What is needed: Transcribe the complete listing exactly.
-- Raw data follows --
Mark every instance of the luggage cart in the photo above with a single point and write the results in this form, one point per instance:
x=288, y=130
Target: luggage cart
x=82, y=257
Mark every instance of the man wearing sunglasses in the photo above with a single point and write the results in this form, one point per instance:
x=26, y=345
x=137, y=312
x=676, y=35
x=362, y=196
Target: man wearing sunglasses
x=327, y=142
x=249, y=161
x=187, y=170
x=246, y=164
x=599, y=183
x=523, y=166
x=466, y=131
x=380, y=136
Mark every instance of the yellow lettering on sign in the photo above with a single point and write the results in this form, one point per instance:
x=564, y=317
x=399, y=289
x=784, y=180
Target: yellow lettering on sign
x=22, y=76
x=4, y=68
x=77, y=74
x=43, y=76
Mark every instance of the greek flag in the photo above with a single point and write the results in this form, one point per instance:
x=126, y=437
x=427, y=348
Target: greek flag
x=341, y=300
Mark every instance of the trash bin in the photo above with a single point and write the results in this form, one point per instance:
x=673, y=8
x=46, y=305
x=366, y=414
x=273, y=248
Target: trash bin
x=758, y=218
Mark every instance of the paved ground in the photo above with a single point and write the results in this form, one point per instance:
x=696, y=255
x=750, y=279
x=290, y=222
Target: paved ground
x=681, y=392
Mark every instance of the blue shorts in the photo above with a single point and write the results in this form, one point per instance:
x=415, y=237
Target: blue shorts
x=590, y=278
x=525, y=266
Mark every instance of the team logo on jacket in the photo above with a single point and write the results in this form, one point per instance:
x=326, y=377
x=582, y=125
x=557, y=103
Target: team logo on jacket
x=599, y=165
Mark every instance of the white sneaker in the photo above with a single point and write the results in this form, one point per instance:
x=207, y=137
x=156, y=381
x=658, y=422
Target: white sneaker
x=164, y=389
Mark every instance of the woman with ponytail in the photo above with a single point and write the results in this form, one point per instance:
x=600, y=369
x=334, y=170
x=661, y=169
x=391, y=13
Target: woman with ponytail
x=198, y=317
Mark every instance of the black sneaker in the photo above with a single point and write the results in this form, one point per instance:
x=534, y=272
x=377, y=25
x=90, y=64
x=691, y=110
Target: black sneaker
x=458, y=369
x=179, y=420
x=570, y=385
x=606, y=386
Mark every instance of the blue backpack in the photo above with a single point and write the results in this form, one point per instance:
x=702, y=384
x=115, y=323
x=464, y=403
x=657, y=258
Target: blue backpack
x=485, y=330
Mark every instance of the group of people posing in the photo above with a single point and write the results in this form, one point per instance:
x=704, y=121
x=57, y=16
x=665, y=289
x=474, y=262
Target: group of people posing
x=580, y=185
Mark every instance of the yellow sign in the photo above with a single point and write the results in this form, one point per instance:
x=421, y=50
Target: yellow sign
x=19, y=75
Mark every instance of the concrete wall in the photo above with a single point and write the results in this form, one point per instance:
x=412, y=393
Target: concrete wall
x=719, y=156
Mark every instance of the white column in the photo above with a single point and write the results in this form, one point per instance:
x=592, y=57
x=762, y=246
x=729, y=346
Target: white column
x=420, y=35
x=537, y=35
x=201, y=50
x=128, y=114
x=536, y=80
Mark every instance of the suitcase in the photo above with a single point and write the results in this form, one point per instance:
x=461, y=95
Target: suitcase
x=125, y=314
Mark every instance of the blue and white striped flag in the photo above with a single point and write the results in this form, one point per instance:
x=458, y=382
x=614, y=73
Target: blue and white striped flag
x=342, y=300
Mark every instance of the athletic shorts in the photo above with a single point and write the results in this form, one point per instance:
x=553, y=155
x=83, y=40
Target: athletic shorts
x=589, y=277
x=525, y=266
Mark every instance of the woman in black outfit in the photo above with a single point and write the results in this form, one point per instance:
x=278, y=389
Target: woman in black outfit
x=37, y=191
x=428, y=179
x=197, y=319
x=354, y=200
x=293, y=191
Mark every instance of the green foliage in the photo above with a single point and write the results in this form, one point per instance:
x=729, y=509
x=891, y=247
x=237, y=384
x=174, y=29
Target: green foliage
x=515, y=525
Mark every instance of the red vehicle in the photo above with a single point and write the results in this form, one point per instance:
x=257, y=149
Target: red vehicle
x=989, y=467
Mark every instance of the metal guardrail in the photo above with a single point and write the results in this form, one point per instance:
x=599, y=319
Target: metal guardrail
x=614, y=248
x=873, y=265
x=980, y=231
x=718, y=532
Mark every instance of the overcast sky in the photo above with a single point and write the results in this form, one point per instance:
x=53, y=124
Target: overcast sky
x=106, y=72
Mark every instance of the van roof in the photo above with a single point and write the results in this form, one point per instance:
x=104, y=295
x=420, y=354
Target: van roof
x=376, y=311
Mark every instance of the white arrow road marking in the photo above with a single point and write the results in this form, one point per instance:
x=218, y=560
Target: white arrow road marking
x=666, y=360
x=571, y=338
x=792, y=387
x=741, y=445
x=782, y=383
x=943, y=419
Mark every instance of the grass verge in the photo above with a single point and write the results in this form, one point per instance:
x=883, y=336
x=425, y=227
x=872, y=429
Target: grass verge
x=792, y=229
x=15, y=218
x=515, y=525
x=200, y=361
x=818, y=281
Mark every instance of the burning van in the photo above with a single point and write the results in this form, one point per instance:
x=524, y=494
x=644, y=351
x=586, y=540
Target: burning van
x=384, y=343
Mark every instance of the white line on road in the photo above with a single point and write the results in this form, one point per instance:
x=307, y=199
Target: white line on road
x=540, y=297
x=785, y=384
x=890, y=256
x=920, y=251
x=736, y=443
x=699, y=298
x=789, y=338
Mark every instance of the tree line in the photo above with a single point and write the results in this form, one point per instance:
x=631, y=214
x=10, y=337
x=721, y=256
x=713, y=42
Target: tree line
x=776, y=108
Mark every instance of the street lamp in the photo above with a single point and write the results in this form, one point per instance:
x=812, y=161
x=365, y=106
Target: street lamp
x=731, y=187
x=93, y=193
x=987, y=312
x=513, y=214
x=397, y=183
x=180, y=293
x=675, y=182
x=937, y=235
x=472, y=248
-- Raw data concluded --
Answer space:
Mark every instance of the luggage cart in the photo above with a single point and write the results in this form, one point per instance:
x=288, y=130
Target: luggage cart
x=82, y=257
Mark every instance of the man wearing sunglasses in the photo above with a single point and write the results in this form, one point per instance:
x=26, y=345
x=137, y=312
x=676, y=35
x=362, y=196
Target: man wearing sunglasses
x=327, y=142
x=249, y=161
x=187, y=170
x=246, y=164
x=599, y=183
x=523, y=166
x=466, y=131
x=380, y=136
Mark every instance of the yellow lettering on sign in the photo above with a single point and write the results in this form, one point per instance:
x=564, y=317
x=399, y=289
x=784, y=180
Target: yellow lettering on sign
x=22, y=76
x=4, y=68
x=77, y=74
x=43, y=76
Mark every instance of the greek flag in the photo above with a single point and write the results in this form, one point per instance:
x=126, y=437
x=427, y=348
Target: greek flag
x=341, y=300
Mark every instance of the trash bin in the photo above with a single point and write the results in this form, one point per instance:
x=673, y=8
x=46, y=305
x=366, y=414
x=273, y=248
Target: trash bin
x=758, y=218
Mark every instance of the paved ground in the photo above with a single point and write the results in this form, one point per instance:
x=696, y=255
x=750, y=279
x=290, y=222
Target: paved ground
x=681, y=392
Mark every instance of the blue shorts in the photo above with a single point and write the results in this form, one point per instance:
x=415, y=237
Target: blue shorts
x=590, y=278
x=525, y=266
Mark every instance of the team logo on jacket in the photo above with a single point and write the results in this form, one point per instance:
x=326, y=377
x=582, y=125
x=557, y=103
Target: team logo on jacket
x=599, y=165
Mark every instance of the white sneaker in the photo above with a single point and write the results in this form, one point per instance:
x=207, y=137
x=156, y=381
x=658, y=422
Target: white sneaker
x=164, y=389
Mark every instance of the woman with ponytail in the photo above with a single point and write the results in this form, one point per instance:
x=600, y=369
x=334, y=170
x=661, y=169
x=391, y=13
Target: woman with ponytail
x=198, y=317
Mark every instance of the black sneaker in the photo above with a single point and write the results in this form, one point per instance:
x=534, y=272
x=377, y=25
x=90, y=64
x=691, y=110
Target: black sneaker
x=458, y=369
x=179, y=420
x=570, y=385
x=606, y=386
Mark every instance of the blue backpack in the photo above with a single point and write the results in this form, one point per instance:
x=702, y=384
x=115, y=323
x=464, y=403
x=657, y=258
Target: blue backpack
x=485, y=330
Mark every instance of the group of people posing in the photo above with a single point and write the results in this form, one point per instance:
x=704, y=121
x=57, y=16
x=665, y=289
x=474, y=262
Target: group of people posing
x=580, y=185
Mark every instance of the yellow sign in the photo above with a single point and write the results in this form, one point per instance:
x=421, y=50
Target: yellow sign
x=19, y=75
Mark every instance of the concrete wall in the photo above with a single point and write the results in this form, one point per instance:
x=412, y=393
Target: concrete wall
x=719, y=156
Mark every instance of the white column in the photo above with a single point and write the results in this form, one point per instance:
x=592, y=57
x=762, y=246
x=729, y=346
Target: white column
x=420, y=35
x=537, y=35
x=201, y=50
x=128, y=114
x=536, y=80
Mark every instance of the suitcase in the photo above with a single point and write the results in this form, one point per instance:
x=461, y=95
Target: suitcase
x=125, y=314
Mark every instance of the blue and white striped flag in the photo above with a single point and write the results in this form, one point per instance:
x=458, y=382
x=614, y=73
Target: blue and white striped flag
x=342, y=300
Mark every instance of the athletic shorts in the photo above with a single point and write the results in this form, one point per instance:
x=553, y=155
x=83, y=40
Target: athletic shorts
x=589, y=277
x=525, y=266
Mark every instance of the woman in black outfit in the photo above with a single point and write the results in this form, one point per instance:
x=278, y=389
Target: woman in black outfit
x=37, y=191
x=428, y=179
x=197, y=319
x=354, y=200
x=293, y=191
Mark every instance of the green foliage in the photo above with a single point and write the results in this form, one point per instance:
x=729, y=509
x=891, y=247
x=237, y=384
x=174, y=29
Target: green foliage
x=515, y=525
Mark every instance of the red vehicle in the photo above with a single point and write the results in this form, one point per instance:
x=257, y=149
Target: red vehicle
x=989, y=467
Mark every instance of the metal guardrail in the photo above with a single point and write the results in this form, one point per instance:
x=599, y=319
Target: metal guardrail
x=614, y=248
x=873, y=265
x=980, y=231
x=718, y=532
Mark every instance of the overcast sky in the photo above with a single point and write the results in this form, one point per instance:
x=53, y=124
Target: overcast sky
x=106, y=72
Mark every instance of the van roof in the photo above with a single point and write the results in this form, one point per instance:
x=104, y=295
x=420, y=354
Target: van roof
x=376, y=311
Mark every instance of the white arrow road marking in the photo above with a single point and write the results in this form, one point per instance:
x=218, y=560
Target: white arrow road marking
x=666, y=360
x=571, y=338
x=792, y=387
x=741, y=445
x=782, y=383
x=943, y=419
Mark every instance of the grass verge in the photo above with a single point and write the results in this form, one point per instance:
x=883, y=336
x=425, y=227
x=872, y=429
Target: grass verge
x=792, y=229
x=15, y=218
x=515, y=525
x=200, y=361
x=818, y=281
Mark every instance of the burning van in the photo above with a single point and write the results in this form, one point per instance:
x=524, y=494
x=644, y=351
x=586, y=540
Target: burning van
x=384, y=343
Mark every instance of the white line on road in the photo above with a single point and write the results in this form, one point per instance:
x=307, y=199
Target: white line on road
x=540, y=297
x=785, y=384
x=890, y=256
x=920, y=251
x=736, y=443
x=699, y=298
x=789, y=338
Mark every instance of the tree line in the photo above with a single point and write the results in this form, one point per instance:
x=631, y=214
x=10, y=337
x=721, y=256
x=713, y=42
Target: tree line
x=776, y=108
Mark every instance of the street lamp in the photo above with a single point and write the results in this form, one point per instance:
x=812, y=161
x=365, y=106
Target: street lamp
x=731, y=187
x=93, y=193
x=987, y=312
x=513, y=214
x=397, y=183
x=180, y=293
x=675, y=182
x=937, y=235
x=472, y=248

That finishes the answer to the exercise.